__EXERCISE TASK__.
Rewrite the listing, everything from its start down to the line containing "pixel 471 339", changing "eyeglasses" to "spectacles" and leaving all else unchanged.

__DATASET EXTRACT__.

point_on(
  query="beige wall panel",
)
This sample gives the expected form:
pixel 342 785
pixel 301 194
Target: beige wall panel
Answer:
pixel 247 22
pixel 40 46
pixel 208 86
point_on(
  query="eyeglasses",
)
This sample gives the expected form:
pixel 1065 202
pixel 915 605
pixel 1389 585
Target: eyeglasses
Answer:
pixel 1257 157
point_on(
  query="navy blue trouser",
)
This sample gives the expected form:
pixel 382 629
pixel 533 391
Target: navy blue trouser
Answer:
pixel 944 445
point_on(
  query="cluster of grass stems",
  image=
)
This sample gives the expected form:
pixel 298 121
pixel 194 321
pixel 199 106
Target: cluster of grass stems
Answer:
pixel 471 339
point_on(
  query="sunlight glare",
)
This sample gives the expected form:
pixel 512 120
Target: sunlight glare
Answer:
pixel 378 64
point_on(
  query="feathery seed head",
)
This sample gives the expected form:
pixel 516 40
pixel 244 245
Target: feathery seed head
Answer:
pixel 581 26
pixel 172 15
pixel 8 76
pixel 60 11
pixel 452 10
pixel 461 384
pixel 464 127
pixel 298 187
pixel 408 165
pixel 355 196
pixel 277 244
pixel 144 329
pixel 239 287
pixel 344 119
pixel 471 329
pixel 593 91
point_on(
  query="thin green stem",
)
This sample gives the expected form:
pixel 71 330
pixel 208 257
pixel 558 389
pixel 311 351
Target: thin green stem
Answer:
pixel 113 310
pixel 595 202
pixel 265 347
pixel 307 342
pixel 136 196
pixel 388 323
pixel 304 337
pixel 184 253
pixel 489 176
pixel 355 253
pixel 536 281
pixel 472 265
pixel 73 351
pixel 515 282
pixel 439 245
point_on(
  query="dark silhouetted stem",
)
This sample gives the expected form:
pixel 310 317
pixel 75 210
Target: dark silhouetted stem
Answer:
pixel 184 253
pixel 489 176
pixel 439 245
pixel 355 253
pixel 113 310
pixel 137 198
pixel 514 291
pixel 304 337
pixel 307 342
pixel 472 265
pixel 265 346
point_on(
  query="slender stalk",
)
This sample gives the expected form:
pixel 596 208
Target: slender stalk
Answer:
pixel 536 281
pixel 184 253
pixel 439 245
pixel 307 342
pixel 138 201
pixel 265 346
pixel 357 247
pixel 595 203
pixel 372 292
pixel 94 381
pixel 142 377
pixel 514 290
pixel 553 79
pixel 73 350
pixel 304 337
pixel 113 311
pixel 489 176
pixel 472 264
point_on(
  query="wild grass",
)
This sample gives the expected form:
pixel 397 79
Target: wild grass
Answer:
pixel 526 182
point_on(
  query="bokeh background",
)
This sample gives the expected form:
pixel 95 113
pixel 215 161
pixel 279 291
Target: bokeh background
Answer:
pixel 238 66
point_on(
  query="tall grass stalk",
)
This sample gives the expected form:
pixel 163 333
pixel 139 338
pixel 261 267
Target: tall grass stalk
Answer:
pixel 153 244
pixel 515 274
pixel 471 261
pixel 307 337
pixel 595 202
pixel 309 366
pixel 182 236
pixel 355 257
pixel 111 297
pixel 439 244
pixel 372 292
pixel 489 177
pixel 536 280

__REPLY__.
point_on(
  query="beige wall panel",
)
This sample gives the expected form:
pixel 342 785
pixel 301 194
Target: beige wall panel
Answer:
pixel 247 22
pixel 40 46
pixel 208 86
point_on(
  query="spectacles",
)
This sample gives the expected form:
pixel 1065 202
pixel 915 605
pixel 1389 585
Target: spectacles
Answer:
pixel 1257 157
point_on(
  query="navy blue trouser",
)
This sample gives the expected form:
pixel 382 629
pixel 533 391
Target: navy blue trouser
Answer:
pixel 944 445
point_on(
  query="cluster of grass stems",
  image=
)
This sample gives the expected form:
pixel 298 121
pixel 194 321
pixel 199 106
Target: cluster of grass stems
Answer:
pixel 471 339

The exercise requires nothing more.